Show every line of the records below that contains the word "helmet".

-- -- --

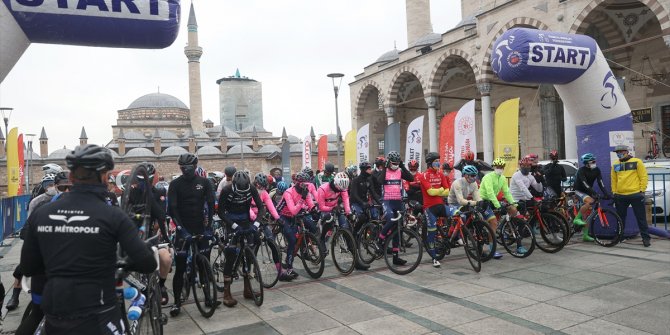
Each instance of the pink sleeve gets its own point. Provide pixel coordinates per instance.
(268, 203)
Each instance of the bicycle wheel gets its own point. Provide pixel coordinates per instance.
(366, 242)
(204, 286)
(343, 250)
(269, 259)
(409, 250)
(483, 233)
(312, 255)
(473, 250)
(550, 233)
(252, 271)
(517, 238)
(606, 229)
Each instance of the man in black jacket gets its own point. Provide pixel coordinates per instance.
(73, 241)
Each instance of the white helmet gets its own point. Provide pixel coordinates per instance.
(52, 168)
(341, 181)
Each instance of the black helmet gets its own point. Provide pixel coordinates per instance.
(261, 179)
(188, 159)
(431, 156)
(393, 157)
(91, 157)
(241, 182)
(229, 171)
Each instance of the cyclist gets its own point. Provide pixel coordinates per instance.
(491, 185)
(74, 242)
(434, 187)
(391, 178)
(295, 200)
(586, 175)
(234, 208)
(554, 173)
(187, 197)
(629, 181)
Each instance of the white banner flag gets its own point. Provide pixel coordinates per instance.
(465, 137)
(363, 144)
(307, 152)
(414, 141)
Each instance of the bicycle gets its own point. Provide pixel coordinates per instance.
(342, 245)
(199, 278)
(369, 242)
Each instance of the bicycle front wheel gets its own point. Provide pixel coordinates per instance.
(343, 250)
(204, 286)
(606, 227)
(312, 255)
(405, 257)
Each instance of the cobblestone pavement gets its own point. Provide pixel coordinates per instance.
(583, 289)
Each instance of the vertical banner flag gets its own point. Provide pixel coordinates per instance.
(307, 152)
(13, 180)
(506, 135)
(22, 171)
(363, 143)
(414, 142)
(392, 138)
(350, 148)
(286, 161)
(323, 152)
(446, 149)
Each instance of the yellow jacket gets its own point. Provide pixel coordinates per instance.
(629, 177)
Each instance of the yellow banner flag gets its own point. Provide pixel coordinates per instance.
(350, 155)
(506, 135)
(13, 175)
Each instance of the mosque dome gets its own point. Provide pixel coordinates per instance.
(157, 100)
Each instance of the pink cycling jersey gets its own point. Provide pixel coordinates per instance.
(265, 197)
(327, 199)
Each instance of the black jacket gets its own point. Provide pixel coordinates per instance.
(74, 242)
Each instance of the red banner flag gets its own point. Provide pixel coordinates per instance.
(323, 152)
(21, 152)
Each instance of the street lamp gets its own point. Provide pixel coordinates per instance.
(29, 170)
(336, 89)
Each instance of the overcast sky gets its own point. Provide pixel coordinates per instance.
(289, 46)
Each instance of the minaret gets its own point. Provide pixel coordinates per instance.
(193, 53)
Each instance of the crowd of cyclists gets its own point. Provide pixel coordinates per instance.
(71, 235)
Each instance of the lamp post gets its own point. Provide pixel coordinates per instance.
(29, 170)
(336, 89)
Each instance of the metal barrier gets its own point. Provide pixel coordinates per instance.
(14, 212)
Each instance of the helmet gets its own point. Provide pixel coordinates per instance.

-- -- --

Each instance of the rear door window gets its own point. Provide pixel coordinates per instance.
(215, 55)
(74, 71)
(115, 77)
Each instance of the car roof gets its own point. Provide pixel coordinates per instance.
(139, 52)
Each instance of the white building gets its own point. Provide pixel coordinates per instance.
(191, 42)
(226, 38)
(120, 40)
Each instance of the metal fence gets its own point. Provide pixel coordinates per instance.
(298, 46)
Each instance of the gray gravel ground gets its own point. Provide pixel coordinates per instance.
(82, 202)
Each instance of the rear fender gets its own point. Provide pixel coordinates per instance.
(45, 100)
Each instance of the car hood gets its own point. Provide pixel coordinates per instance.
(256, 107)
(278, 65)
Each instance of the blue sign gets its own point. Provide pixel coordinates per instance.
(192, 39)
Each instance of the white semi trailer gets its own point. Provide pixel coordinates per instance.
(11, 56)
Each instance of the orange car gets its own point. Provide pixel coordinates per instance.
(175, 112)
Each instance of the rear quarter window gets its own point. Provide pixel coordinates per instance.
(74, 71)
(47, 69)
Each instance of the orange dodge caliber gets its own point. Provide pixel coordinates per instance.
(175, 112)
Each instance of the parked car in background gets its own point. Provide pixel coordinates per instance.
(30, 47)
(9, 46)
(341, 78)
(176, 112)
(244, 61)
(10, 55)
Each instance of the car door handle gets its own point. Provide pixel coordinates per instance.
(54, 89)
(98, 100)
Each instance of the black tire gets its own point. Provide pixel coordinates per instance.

-- -- --

* [Written response]
Each instance of the white helmet gets its own point. Provide pixel coordinates per instance.
Each instance of the black helmet gets its own point. Provide pixel coordinates per instance.
Each instance of the helmet gets its own point. Provide pixel coordinates per instance.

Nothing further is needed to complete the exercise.